EXERCISE PASSAGE below:
A case in point here is Matteo Guendouzi. The last 12 months of his Arsenal career have been an unmitigated disaster, despite a promising start to his time in N5. He was completely frozen out of the team by Mikel Arteta after one too many displays of insolence and has hitherto enjoyed a completely unremarkable loan spell at Hertha Berlin.
He now has one year left on his contract. Yet, if reports from France are to be believed, he will be the easiest and quickest player to shift this summer. His value has tanked compared to where it would have been in 2019- but he still has a value and Arsenal still stand to make a modest profit on their investment. They will probably take a small hit to move Lucas Torreira on.
Neither of these moves has worked out but neither has been especially damaging, either. When you sign players in their late prime years, there is no margin for error. Arsenal’s midfield has been so below par for so long that any signing in that area will immediately be expected to rescue the midfield- it probably explains why a lot of us over-evaluated Torreira and Guendouzi initially.
Partey has to work out, he has to be the fulcrum of the midfield for the remainder of his contract and he has to be a really good one. We are one year into his contract with the impression of a season, not so much wasted as one that has left us grasping for solid conclusions. In Thomas’ case there are, clearly, a lot of caveats available.
End of EXERCISE PASSAGE.
DATASET RECORDS below:
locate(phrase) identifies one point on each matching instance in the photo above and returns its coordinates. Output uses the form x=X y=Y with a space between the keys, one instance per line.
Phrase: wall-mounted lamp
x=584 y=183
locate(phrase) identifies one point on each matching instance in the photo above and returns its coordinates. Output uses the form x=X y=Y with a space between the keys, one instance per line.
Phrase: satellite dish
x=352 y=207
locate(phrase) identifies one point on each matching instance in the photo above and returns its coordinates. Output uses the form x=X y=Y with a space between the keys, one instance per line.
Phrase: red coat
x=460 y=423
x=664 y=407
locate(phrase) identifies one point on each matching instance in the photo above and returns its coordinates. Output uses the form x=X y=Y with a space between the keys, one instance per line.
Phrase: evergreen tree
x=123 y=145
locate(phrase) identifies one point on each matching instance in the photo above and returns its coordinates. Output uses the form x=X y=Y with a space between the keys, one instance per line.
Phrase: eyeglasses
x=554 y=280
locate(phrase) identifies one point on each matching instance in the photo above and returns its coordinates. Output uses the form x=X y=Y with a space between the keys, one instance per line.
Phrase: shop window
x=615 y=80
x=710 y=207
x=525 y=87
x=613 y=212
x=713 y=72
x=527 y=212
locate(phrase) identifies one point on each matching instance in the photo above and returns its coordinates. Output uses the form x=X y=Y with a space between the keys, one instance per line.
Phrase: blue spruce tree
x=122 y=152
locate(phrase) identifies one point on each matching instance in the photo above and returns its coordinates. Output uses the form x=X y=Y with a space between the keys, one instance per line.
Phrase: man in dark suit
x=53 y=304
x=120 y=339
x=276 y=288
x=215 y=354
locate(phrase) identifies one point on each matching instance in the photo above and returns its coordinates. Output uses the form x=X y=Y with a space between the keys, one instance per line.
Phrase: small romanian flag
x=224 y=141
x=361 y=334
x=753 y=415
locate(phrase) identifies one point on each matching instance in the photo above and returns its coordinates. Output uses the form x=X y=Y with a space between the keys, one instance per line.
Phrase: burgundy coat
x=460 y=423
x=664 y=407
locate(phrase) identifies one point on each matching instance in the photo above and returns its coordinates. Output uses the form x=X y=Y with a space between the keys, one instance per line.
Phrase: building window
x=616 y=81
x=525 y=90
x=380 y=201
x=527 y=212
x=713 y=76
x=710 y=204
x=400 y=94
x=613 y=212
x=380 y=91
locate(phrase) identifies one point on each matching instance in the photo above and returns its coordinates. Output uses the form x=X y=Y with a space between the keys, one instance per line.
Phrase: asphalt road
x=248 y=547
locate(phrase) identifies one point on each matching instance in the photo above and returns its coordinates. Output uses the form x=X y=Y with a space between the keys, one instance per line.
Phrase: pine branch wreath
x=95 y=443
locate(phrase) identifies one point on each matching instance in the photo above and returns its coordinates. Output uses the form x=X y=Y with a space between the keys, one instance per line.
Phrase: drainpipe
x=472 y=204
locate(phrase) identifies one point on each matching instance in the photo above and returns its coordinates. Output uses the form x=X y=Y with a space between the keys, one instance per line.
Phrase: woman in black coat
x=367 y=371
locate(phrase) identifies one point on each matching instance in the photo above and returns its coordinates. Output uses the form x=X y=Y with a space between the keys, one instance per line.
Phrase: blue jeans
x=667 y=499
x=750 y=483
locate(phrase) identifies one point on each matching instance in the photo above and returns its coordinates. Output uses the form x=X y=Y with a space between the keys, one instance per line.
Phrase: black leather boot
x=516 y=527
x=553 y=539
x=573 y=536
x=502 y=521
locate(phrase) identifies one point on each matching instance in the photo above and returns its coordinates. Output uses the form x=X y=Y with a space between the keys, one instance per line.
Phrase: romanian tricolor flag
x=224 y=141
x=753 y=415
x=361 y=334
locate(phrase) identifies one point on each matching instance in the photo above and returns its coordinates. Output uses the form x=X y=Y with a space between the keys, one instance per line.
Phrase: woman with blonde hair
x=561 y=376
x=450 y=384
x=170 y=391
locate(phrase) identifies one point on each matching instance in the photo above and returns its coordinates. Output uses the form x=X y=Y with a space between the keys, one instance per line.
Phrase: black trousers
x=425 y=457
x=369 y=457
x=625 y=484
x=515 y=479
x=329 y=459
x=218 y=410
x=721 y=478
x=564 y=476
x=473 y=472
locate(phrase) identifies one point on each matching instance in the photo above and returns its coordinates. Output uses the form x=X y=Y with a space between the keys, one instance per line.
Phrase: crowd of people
End of DATASET RECORDS.
[ACTIVITIES]
1. In the Arsenal midfield text, which club has Matteo Guendouzi been on loan at?
2. Update the Arsenal midfield text. Start at the words "He now has one" and stop after "and Guendouzi initially.", replacing "modest profit" with "small profit".
3. Extend the Arsenal midfield text by writing what follows its last sentence.

[SOLVED TASKS]
1. Hertha Berlin.

2.
He now has one year left on his contract. Yet, if reports from France are to be believed, he will be the easiest and quickest player to shift this summer. His value has tanked compared to where it would have been in 2019- but he still has a value and Arsenal still stand to make a small profit on their investment. They will probably take a small hit to move Lucas Torreira on.
Neither of these moves has worked out but neither has been especially damaging, either. When you sign players in their late prime years, there is no margin for error. Arsenal’s midfield has been so below par for so long that any signing in that area will immediately be expected to rescue the midfield- it probably explains why a lot of us over-evaluated Torreira and Guendouzi initially.

3.
He moved to a new league and a new country on deadline day, which this season was well into October with the season well under way. Moving countries during the covid pandemic is challenging in its own right, he had fitness issues which were almost certainly mismanaged by the club initially. He also came into a very dysfunctional team.
It was quite the assignment, yet we can see that he is probably Arsenal’s best midfield player- which he really ought to be. He possesses qualities that the team has been crying out for since Santi Cazorla’s achilles went to heaven. Per FBRef, he is in the 89th percentile in the division for progressive passes, progressive carries and dribbles completed and in the 88th percentile for successful tackles.
His ability to receive the ball on the half-turn, to resist the opposition press and spray the ball into the wide channels are revolutionary for an Arsenal midfield that has for too long pushed its food around the plate. The problem is that, so far, we haven’t seen those qualities enough and given the price Arsenal paid for the player that means we need to see them all the damn time.
With a full pre-season behind him, Partey ought to be in a better position to bring his A-game more consistently. Next season he will either be able to build on his good understanding with Granit Xhaka, or else Xhaka will be sold and Arsenal will buy him a new partner. Maybe Arsenal have the opportunity to do something really unusual and deliberately scout a replacement that complements Partey’s attributes.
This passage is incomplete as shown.